• **Assigned task 1**
Reproduce the stretch of the lung cancer abstract from "Results: Seven independent" through "risk was developed.", word for word.
• **Assigned task 2**
According to the lung cancer abstract, from how many patients did the cross-sectional study collect data?

• **Page text**
------------------------------------------------------------------------

Background: Early identification of patients at high risk for psychological distress allows for timely intervention and improved prognosis. Current methods for predicting psychological distress in lung cancer patients using readily available data are limited.
Objective: This study aimed to develop a robust machine learning (ML) model for predicting psychological distress risk in lung cancer patients.
Methods: A cross-sectional study was designed to collect data from 342 lung cancer patients. Least Absolute Shrinkage and Selection Operator (LASSO) was used for feature selection. Model training and validation were conducted with bootstrap resampling method. Five-fold cross-validation evaluated and optimized the model with parameter tuning. Feature importance was assessed using SHapley additive exPlanations (SHAP) method.
Results: Seven independent predictors emerged as the most valuable features. AUROC values ranged from 0.749 to 1.000 across the eight ML algorithms. The extreme gradient boosting (XGBoost) algorithm achieved the best performance, with AUROC values of 0.988, 0.945, and 0.922 in the training, validation, and test sets, respectively. SHAP analysis elucidated the model’s explanatory variables and their contributions to psychological distress risk. A web-based tool for calculating psychological distress risk was developed.
Limitations
The results of this cross-sectional study may limit causal inference and introduce selection bias. Some important variables were excluded, such as mindfulness. The model’s robustness might be compromised by the absence of external validation.
Conclusion: The XGBoost classifier demonstrates exceptional performance, and clinical implementation of the web-based risk calculator can serve as an easy-to-use tool for health practitioners to formulate early prevention and intervention strategies.

------------------------------------------------------------------------

• **Referring expression data**
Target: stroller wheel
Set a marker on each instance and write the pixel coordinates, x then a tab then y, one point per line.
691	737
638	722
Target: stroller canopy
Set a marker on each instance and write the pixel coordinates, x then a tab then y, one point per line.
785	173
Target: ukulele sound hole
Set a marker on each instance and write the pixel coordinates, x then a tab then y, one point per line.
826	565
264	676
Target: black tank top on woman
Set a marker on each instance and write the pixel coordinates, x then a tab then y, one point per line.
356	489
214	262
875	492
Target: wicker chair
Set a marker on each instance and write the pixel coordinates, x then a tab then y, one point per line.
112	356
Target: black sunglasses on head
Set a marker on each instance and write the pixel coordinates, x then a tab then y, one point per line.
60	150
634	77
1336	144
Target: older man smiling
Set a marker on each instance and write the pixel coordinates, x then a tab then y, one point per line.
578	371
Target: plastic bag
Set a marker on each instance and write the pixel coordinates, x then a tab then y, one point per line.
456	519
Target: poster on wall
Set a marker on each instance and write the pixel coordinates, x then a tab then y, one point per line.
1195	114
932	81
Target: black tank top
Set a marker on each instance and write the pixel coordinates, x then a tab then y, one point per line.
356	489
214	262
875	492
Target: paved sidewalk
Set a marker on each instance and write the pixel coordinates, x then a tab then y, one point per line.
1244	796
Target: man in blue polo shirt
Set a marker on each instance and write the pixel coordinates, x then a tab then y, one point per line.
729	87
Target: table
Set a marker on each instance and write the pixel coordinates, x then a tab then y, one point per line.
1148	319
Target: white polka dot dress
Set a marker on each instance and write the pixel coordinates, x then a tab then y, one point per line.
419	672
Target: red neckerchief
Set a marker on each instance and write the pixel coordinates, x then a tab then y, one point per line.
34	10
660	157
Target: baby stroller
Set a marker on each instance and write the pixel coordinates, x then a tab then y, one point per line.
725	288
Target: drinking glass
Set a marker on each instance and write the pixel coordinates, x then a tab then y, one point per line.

------------------------------------------------------------------------

• **Answer section 1**
Results: Seven independent predictors emerged as the most valuable features. AUROC values ranged from 0.749 to 1.000 across the eight ML algorithms. The extreme gradient boosting (XGBoost) algorithm achieved the best performance, with AUROC values of 0.988, 0.945, and 0.922 in the training, validation, and test sets, respectively. SHAP analysis elucidated the model’s explanatory variables and their contributions to psychological distress risk. A web-based tool for calculating psychological distress risk was developed.

• **Answer section 2**
342 lung cancer patients.